AUFGABE 1
Bearbeite im Text über die Belfortstraße 17 die Passage von „Der erste Eigentümer“ bis „der Belfortstraße 17.“ und gib sie wieder, wobei „Maurermeister“ durch „Baumeister“ ersetzt wird.
AUFGABE 2
Beantworte anhand des Textes über die Belfortstraße 17 folgende Fragen:
(a) Welchen Beruf hatte Rudolf Köhler?
(b) In welchem Zeitraum befand sich das Haus im Besitz der Familie Sommer?
(c) Zwischen welchen beiden Einrichtungen lag das Haus?

QUELLTEXT
Der erste Eigentümer des Hauses war Rudolf Köhler, ein Maurermeister, der das Haus wohl auch selbst erbaut hatte. Nachdem er das Gebäude verkauft hatte, befand sich die Belfortstraße 17 von ca. 1880 bis 1911 im Besitz der jüdischen Familie Sommer. Feist Sommer prägte als Kantor, Schächter und Lehrer der jüdischen Gemeinde das Freiburger Geschehen im religiösen sowie kaufmännischen Bereich. Die Lage zwischen Synagoge und Schlachthof war dafür ideal und zeigt die Attraktivität des Quartiers für Mitglieder der jüdischen Gemeinde. Sommer führte zugleich ein Gemeindelokal im Gebäude der Belfortstraße 17.

DATEN
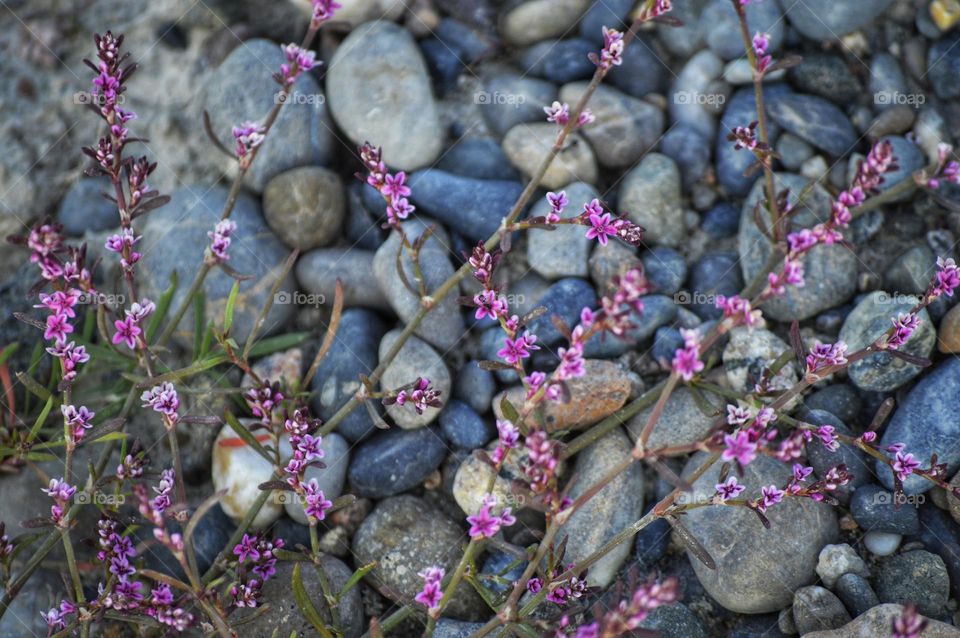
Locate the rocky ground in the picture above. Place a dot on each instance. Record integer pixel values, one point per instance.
(453, 91)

ERWARTETE AUSGABE 1
Der erste Eigentümer des Hauses war Rudolf Köhler, ein Baumeister, der das Haus wohl auch selbst erbaut hatte. Nachdem er das Gebäude verkauft hatte, befand sich die Belfortstraße 17 von ca. 1880 bis 1911 im Besitz der jüdischen Familie Sommer. Feist Sommer prägte als Kantor, Schächter und Lehrer der jüdischen Gemeinde das Freiburger Geschehen im religiösen sowie kaufmännischen Bereich. Die Lage zwischen Synagoge und Schlachthof war dafür ideal und zeigt die Attraktivität des Quartiers für Mitglieder der jüdischen Gemeinde. Sommer führte zugleich ein Gemeindelokal im Gebäude der Belfortstraße 17.

ERWARTETE AUSGABE 2
(a) Rudolf Köhler war Maurermeister.
(b) Das Haus befand sich von ca. 1880 bis 1911 im Besitz der Familie Sommer.
(c) Das Haus lag zwischen der Synagoge und dem Schlachthof.